**Assignment**
With no edits of any kind, print each record that follows.

**Records for processing**
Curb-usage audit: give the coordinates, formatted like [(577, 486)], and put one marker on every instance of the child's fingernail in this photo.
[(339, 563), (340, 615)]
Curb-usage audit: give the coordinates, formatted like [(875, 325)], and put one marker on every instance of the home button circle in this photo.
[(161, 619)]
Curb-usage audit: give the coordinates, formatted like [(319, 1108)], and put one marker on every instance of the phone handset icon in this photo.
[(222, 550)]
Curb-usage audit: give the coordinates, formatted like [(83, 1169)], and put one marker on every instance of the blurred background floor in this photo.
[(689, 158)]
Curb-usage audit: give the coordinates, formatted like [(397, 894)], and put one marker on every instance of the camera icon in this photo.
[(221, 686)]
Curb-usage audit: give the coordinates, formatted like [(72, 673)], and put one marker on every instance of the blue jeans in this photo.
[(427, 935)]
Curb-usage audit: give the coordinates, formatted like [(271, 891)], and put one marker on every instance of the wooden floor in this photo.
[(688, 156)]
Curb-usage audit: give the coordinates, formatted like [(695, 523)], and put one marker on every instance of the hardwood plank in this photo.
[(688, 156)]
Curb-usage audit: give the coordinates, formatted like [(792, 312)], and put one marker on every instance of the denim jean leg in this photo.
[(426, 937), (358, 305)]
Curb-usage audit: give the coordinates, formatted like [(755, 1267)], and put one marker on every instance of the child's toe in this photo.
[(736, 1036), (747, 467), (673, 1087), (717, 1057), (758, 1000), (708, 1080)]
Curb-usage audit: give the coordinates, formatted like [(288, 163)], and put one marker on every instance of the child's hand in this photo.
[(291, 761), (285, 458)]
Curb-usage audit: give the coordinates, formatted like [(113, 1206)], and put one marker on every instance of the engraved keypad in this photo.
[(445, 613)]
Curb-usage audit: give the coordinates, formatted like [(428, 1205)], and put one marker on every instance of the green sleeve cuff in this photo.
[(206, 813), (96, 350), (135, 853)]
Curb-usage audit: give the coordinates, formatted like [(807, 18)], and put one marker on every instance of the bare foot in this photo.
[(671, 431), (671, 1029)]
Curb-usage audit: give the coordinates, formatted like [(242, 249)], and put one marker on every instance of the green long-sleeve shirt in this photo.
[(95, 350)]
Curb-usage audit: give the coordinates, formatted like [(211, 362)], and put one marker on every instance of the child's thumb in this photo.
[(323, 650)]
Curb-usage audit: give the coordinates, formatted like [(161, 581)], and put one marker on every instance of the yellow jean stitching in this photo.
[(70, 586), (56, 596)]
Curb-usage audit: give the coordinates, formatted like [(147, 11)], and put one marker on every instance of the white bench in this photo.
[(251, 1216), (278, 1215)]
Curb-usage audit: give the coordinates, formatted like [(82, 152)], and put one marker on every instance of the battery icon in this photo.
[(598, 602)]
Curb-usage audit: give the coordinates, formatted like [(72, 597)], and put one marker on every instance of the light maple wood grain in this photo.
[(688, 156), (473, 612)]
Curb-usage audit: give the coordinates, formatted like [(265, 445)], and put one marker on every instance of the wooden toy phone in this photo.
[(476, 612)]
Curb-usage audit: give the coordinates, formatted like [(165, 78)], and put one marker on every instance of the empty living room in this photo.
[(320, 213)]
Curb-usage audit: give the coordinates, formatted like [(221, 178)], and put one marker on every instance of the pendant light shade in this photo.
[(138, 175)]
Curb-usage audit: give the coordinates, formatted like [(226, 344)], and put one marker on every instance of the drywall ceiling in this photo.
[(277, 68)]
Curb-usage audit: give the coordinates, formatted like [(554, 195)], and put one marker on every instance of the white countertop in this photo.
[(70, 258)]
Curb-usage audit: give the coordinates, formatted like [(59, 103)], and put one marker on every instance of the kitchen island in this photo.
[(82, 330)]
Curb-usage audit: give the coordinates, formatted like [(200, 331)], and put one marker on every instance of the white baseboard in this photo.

**Reply to the exercise**
Curb-usage audit: give the coordinates, formatted like [(577, 486)], and put one marker on every instance of the child's fingernail in this photo.
[(339, 563), (340, 615)]
Curb-usage audit: give the coordinates, formatted like [(875, 325)], and put one marker on every instance of the home button circle in this photo.
[(161, 619)]
Curb-usage audit: give the coordinates, formatted like [(319, 1108)], and put one marker on every instance of the phone handset icon in this photo.
[(222, 550)]
Curb-usage audit: give the coordinates, formatted like [(83, 1169)], and put one marker on every instance of the blurred background floor in this photo.
[(689, 158)]
Curb-usage audit: give the coordinates, formatted like [(397, 894)], and put one marker on every instance of the camera icon in this photo.
[(221, 686)]
Curb-usage audit: give the coordinates, formatted like [(72, 673)], and put one marker on every instance of the blue jeans in this photo.
[(427, 935)]
Curb-usage audit: give the coordinates, formatted like [(271, 891)], and put one marker on every instance of the wooden floor in this photo.
[(688, 156)]
Curb-usage audit: give the coordinates, formatted like [(695, 523)], and put one marker on every instance of the hardwood plank in this photo.
[(688, 156)]
Curb-usage audit: give the coordinates, formatted like [(792, 312)], and put one marker on every instance of the denim jean leg in this photo.
[(426, 937), (358, 305)]
Curb-usage audit: give the coordinates, formatted like [(755, 1267)], and put one marker on every instance of the child's toe in this photo.
[(736, 1036), (747, 467), (673, 1087), (717, 1057), (758, 1000), (708, 1080)]
Curb-usage audit: give the coordinates, formatted like [(288, 163)], and put one marker on every instance of the child's hand in this photo.
[(291, 761), (285, 458)]
Curb-usage audit: give the coordinates, formatted like [(113, 1206)], and put one marker on every instance of the engraved keypad in this photo.
[(445, 613)]
Curb-usage audit: give the coordinates, formatted like [(428, 1205)], and put one marker on every instance of the green sleeve cuff in this photo.
[(206, 813), (96, 350), (135, 853)]
Curb-usage audit: give the coordinates, formatted like [(807, 18)], and put one marker on every instance of the bare foot in this photo.
[(671, 431), (671, 1029)]
Curb-usage audit: give the coordinates, formatted like [(242, 249)], and put one marker on every instance of the green long-sleeve shirt in this photo.
[(95, 350)]
Curb-usage audit: give the coordinates, formatted like [(211, 362)], and put one marker on every instance of the child's thumb in this photo.
[(323, 650)]
Curb-usage audit: give the coordinates, formatted like [(161, 581)], and put one marker on every instance of the yellow jean stitching in this photo.
[(70, 586), (56, 596)]
Curb-usage audit: give the coordinates, formatted like [(147, 11)], and put one marker on every instance of the white bench in this photo.
[(251, 1216), (278, 1215)]
Curb-usage audit: give the coordinates, formatted like [(82, 152)], and put one marker on every instance of the battery icon in this photo.
[(598, 602)]
Curb-usage audit: give the coordinates, formatted like [(72, 597)], and put one marker on every instance of the light maple wood grain in this photo.
[(688, 156), (473, 612)]
Curb-usage audit: give the coordinates, formatted like [(265, 445)], and put one marker on every instance of the wooden toy phone in this photo.
[(476, 612)]
Curb-usage audit: give the coordinates, formatted like [(165, 78)], and put one marker on every instance of the empty living room in this photo.
[(320, 213)]
Curb-usage audit: give the coordinates, formatted like [(221, 178)], and put one marker on every instance of the pendant light shade in this photo.
[(138, 175)]
Curb-usage audit: give the coordinates, formatted like [(226, 344)], and put one marker on every instance of the drywall ceiling in this photo.
[(277, 68)]
Curb-usage audit: give the coordinates, formatted like [(554, 195)], and put one marker on every instance of the white countertop in this photo.
[(70, 258)]
Curb-usage audit: give the coordinates, formatted like [(59, 103)], and put one marker on every instance of the kitchen island in this photo.
[(82, 330)]
Curb-usage audit: give the coordinates, formatted like [(200, 331)], and put one marker on every instance of the white baseboard in this photo.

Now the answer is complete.